Every record below is to be retyped exactly, with any pictures left out.

____ INPUT DATA

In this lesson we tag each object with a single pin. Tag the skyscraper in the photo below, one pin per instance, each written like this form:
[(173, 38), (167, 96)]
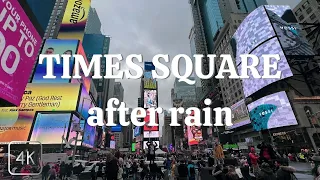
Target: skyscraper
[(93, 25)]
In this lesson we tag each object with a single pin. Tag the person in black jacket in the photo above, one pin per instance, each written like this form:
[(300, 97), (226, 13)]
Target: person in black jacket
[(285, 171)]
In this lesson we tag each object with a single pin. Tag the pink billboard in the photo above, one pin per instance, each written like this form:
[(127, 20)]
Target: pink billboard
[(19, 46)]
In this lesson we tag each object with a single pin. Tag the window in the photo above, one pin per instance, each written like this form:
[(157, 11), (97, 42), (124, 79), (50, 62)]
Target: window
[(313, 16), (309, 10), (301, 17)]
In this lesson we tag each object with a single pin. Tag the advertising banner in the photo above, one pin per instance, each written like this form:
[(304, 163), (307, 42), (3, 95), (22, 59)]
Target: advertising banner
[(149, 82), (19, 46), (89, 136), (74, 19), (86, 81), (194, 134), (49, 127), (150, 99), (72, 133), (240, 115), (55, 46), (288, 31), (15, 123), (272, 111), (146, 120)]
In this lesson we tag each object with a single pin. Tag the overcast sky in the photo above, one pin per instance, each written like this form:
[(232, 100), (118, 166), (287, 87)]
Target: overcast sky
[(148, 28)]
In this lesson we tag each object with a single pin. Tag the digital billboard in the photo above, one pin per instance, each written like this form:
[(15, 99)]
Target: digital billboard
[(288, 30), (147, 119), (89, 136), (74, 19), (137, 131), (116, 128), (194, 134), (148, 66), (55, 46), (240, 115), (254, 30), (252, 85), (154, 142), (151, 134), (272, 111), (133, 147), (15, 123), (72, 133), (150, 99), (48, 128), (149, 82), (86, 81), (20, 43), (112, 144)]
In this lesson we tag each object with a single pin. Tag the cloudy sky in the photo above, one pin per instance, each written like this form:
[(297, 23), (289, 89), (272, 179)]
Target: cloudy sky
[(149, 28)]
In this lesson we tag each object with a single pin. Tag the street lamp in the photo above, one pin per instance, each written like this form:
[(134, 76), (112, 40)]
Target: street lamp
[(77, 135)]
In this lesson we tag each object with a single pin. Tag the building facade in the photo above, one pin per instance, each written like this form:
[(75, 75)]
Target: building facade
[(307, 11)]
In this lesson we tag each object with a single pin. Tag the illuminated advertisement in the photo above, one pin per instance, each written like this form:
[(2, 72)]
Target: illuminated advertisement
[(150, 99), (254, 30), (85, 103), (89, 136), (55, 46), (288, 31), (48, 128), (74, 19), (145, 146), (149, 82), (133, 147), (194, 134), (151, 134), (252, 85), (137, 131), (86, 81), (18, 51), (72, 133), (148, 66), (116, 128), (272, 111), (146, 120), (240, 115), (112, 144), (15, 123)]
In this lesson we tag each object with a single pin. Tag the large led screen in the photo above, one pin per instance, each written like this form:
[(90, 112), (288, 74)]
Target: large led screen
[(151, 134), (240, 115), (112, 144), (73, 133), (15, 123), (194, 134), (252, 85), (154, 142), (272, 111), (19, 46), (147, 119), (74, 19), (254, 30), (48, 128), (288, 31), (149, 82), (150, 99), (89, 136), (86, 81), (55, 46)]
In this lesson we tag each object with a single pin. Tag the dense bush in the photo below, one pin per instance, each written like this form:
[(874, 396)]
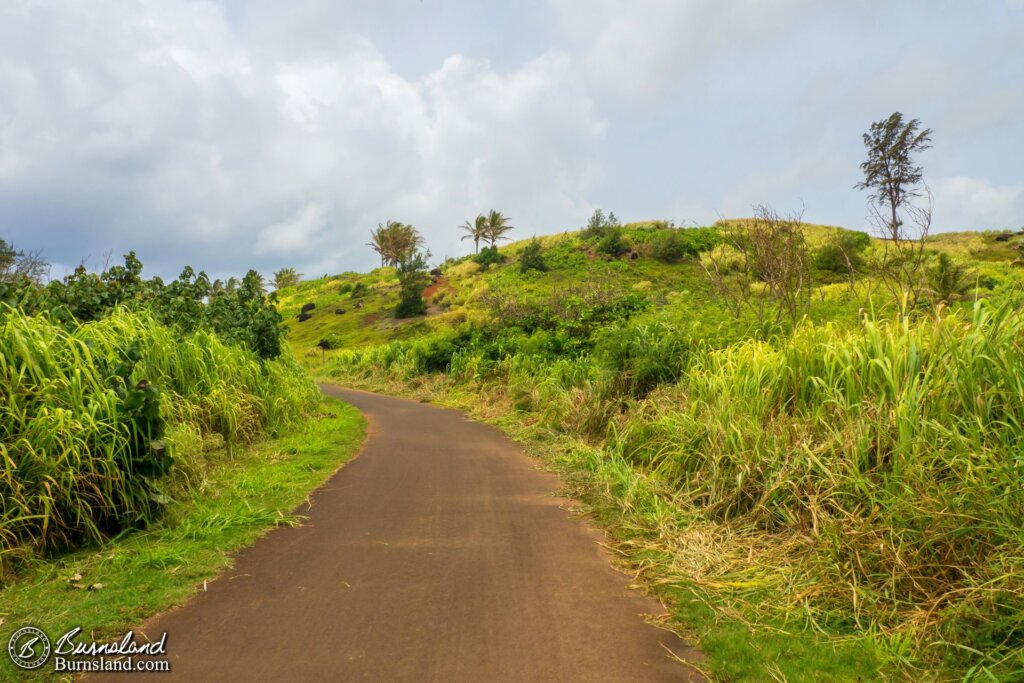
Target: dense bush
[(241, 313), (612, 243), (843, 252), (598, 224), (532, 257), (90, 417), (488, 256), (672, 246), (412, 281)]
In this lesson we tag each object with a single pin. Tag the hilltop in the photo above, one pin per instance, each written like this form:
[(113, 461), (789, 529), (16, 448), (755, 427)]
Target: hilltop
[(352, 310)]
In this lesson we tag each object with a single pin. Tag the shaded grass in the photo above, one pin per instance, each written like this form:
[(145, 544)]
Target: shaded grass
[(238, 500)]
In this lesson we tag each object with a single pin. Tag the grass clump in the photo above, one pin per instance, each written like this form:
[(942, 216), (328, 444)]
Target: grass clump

________

__OUTPUT OF THE TASK__.
In this lesson we tag each object with a single pin. Tag the skyscraper in the photo below, one pin per instance, each written like this form:
[(173, 38), (167, 96)]
Target: skyscraper
[(93, 25)]
In this lesson we tag each object with a single pin. Tag the person in black jacket in the photo above, one pin per instance, each written like this form:
[(300, 97), (226, 13)]
Target: person in black jacket
[(285, 171)]
In this lesson we tag each object with a single pin. Tag the pink billboard in the photo above, one pin per instance, each written like this form:
[(127, 20)]
Target: pink billboard
[(19, 46)]
In this lesson we tag each object with a single pin. Tag the window in the photo above, one pin per instance, each written like this form:
[(157, 11), (97, 42), (124, 79), (50, 62)]
Target: window
[(313, 16), (309, 10), (301, 17)]
In this lesson we tag each object with a single pin. Tag the advertising banner in the photo above, one pin per instance, each written like this form:
[(304, 163), (307, 42), (3, 95), (22, 59)]
Target: advertising banner
[(149, 82), (19, 46), (89, 136), (74, 19), (86, 81), (194, 134), (49, 127), (150, 99), (72, 133), (240, 115), (55, 46), (288, 31), (15, 123), (272, 111), (146, 120)]
In this lesson we tag each object with a single pin. Tag the overcast sky in the photo above, one pin per instance, each written like this form:
[(232, 100), (118, 166), (287, 87)]
Target: overcast sky
[(148, 28)]
In this lesson we tag each object with a single pin. Tag the digital billboard in the photo above, one pin per instance, each written like this form:
[(15, 99)]
Target: digital billboard
[(288, 30), (147, 119), (89, 136), (74, 19), (137, 131), (116, 128), (194, 134), (148, 66), (55, 46), (240, 115), (254, 30), (252, 85), (154, 142), (151, 134), (272, 111), (133, 147), (15, 123), (72, 133), (150, 99), (48, 128), (149, 82), (86, 81), (20, 43), (112, 144)]
In this lesson we tag each object with a single pin. Tag the cloudy sky in the photo above, one pin per instance, each written like this form:
[(297, 23), (289, 89), (272, 179)]
Target: cloudy sky
[(149, 28)]
In this lesson we tag each object with a single pin. Tag the street lamp in the photo above, one pin per instance, each written like this form:
[(134, 76), (112, 40)]
Target: street lamp
[(77, 135)]
In this lesson we tag each object with a single pin. Tag the building facade in the photo above, one pin per instance, each written like this form:
[(75, 75)]
Target: building facade
[(307, 11)]
In this lesson we tag each object with a single pin. Tag the illuminated advertisement in the photo above, one pin per instance, each written like this form:
[(2, 72)]
Target: illuminated advertisement
[(150, 99), (254, 30), (85, 103), (89, 136), (55, 46), (288, 31), (48, 128), (74, 19), (145, 146), (149, 82), (133, 147), (194, 134), (151, 134), (252, 85), (137, 131), (86, 81), (18, 51), (72, 133), (148, 66), (116, 128), (272, 111), (146, 120), (240, 115), (112, 144), (15, 123)]
In this lesson we tag each object with a single pin. Tag the large led screen in the photo above, one pin per instance, each written like this form:
[(90, 112), (288, 74)]
Target: large led screen
[(151, 134), (240, 115), (112, 144), (73, 133), (15, 123), (194, 134), (252, 85), (154, 142), (272, 111), (19, 46), (147, 119), (74, 19), (254, 30), (48, 128), (288, 31), (149, 82), (150, 99), (89, 136), (86, 81), (55, 46)]
In this lesson we tag each object with a single pin. Tag the dense bush in the photo below, one pin per instance, each written like this form:
[(874, 396)]
Target: dense bush
[(241, 313), (612, 243), (843, 252), (598, 224), (532, 257), (90, 417), (488, 256), (672, 246), (412, 281)]
In this lesson we tag each object with a single pin. Tag the hilltop in the photo above, one pin per instance, each written like this form:
[(113, 461), (789, 529), (16, 448), (755, 427)]
Target: hilltop
[(352, 310)]
In this lesson we tag each object with a single pin. Tag the shaded grass in the photo above, one pin per instance, each written like this form:
[(145, 544)]
Target: shaded grass
[(238, 500)]
In this lesson we tag each object with a single pin. Tag the grass clump in the photo above, one pin per instance, each written like this form:
[(942, 216), (328, 444)]
Target: grass clump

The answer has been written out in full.